__Tasks to perform__.
[a] Set down the passage from the article on Buhari's South Africa visit, starting with "Buhari’s three-day visit" and going on through "with Nigerian citizens.", with every word kept as it appears.
[b] How would you render this sentence from the article on Buhari's South Africa visit in Spanish: "Buhari is a member of the APC party."
[c] Can you write what comes next in the news story about Nigerians in South Africa and Buhari's visit, picking up after its final sentence?

Nigerians living in South Africa aggrieved after being excluded from a meeting with their president which was supposed to talk compensation
President Muhammadu Buhari’s state visit to South Africa has left Nigerians living in the country with a bitter taste in their mouths, after the statesman’s decision not to demand reparations for victims of the recent xenophobic attacks.
Buhari’s three-day visit included bi-national talks between the South African and Nigerian governments and, on Friday, a meeting with Nigerian citizens.
In a “family” meeting held at the Sheraton Hotel in Pretoria on Friday, it was expected that he would address how the Nigerians would be compensated for their losses during the attacks, but this did not happen.
The chief whip of the All Progressive Congress SA (APC SA), Babatunde Agbeniga, represented a group which believed that this was the only way the matter could be solved.
Buhari is a member of the APC party.
“The violence and all that has been taking place over the past few weeks... nobody should be happy about that, lives have been lost in the process, some properties have been lost in the process, livelihoods have been lost in the process,” Agbeniga said.

__Data extract__.

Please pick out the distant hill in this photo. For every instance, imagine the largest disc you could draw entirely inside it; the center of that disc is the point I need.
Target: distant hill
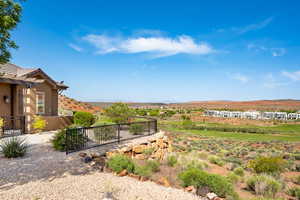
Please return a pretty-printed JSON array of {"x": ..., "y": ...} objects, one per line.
[
  {"x": 263, "y": 105},
  {"x": 69, "y": 104}
]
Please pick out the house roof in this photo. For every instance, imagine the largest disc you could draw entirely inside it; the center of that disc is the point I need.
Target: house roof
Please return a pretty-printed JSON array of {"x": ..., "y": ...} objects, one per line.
[{"x": 10, "y": 73}]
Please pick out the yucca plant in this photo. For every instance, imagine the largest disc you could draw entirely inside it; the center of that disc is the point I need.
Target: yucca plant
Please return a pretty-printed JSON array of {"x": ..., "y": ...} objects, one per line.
[{"x": 13, "y": 147}]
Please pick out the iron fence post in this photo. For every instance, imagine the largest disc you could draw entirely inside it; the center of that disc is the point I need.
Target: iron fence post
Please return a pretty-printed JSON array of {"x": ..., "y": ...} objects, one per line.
[{"x": 119, "y": 127}]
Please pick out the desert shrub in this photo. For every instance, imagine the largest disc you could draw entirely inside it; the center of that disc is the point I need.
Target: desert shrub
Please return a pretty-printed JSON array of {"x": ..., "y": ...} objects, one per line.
[
  {"x": 118, "y": 112},
  {"x": 216, "y": 183},
  {"x": 269, "y": 165},
  {"x": 39, "y": 123},
  {"x": 233, "y": 178},
  {"x": 13, "y": 147},
  {"x": 153, "y": 165},
  {"x": 59, "y": 140},
  {"x": 136, "y": 129},
  {"x": 297, "y": 180},
  {"x": 239, "y": 171},
  {"x": 85, "y": 119},
  {"x": 148, "y": 151},
  {"x": 294, "y": 192},
  {"x": 1, "y": 126},
  {"x": 143, "y": 170},
  {"x": 191, "y": 160},
  {"x": 171, "y": 160},
  {"x": 105, "y": 133},
  {"x": 118, "y": 162},
  {"x": 187, "y": 124},
  {"x": 264, "y": 185},
  {"x": 215, "y": 160}
]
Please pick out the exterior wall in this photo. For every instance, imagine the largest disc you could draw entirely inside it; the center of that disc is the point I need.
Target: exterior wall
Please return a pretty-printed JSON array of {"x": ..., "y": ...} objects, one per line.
[
  {"x": 57, "y": 122},
  {"x": 5, "y": 108}
]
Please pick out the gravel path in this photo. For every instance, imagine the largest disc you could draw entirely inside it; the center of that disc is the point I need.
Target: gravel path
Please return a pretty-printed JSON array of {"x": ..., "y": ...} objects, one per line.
[
  {"x": 93, "y": 187},
  {"x": 47, "y": 174}
]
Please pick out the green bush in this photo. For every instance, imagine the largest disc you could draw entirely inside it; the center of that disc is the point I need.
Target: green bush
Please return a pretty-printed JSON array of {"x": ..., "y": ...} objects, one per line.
[
  {"x": 85, "y": 119},
  {"x": 105, "y": 133},
  {"x": 216, "y": 183},
  {"x": 13, "y": 147},
  {"x": 136, "y": 129},
  {"x": 239, "y": 171},
  {"x": 268, "y": 165},
  {"x": 233, "y": 178},
  {"x": 264, "y": 185},
  {"x": 117, "y": 163},
  {"x": 38, "y": 124},
  {"x": 143, "y": 170},
  {"x": 118, "y": 112},
  {"x": 59, "y": 140},
  {"x": 215, "y": 160},
  {"x": 294, "y": 192},
  {"x": 171, "y": 160}
]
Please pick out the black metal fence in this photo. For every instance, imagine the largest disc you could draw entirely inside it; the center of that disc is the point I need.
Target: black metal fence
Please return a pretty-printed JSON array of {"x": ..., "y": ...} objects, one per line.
[
  {"x": 88, "y": 137},
  {"x": 12, "y": 126}
]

__The responses__.
[a]
Buhari’s three-day visit included bi-national talks between the South African and Nigerian governments and, on Friday, a meeting with Nigerian citizens.

[b] Buhari es miembro del partido APC.

[c]
The South African government should be able to compensate anyone who has lost something because that is not their fault
Babatunde Agbeniga, chief whip of the All Progressive Congress SA
“The South African government should be able to compensate anyone who has lost something because that is not their fault.
“We are going to take it up officially, that is part of what we are agitating for as APC SA at the moment because no one can just loot your things … ”
A statement released by the Nigerian presidency’s press office revealed that in the meeting, Buhari decided to focus on other issues relating to the violent attacks rather than on the demand for compensation.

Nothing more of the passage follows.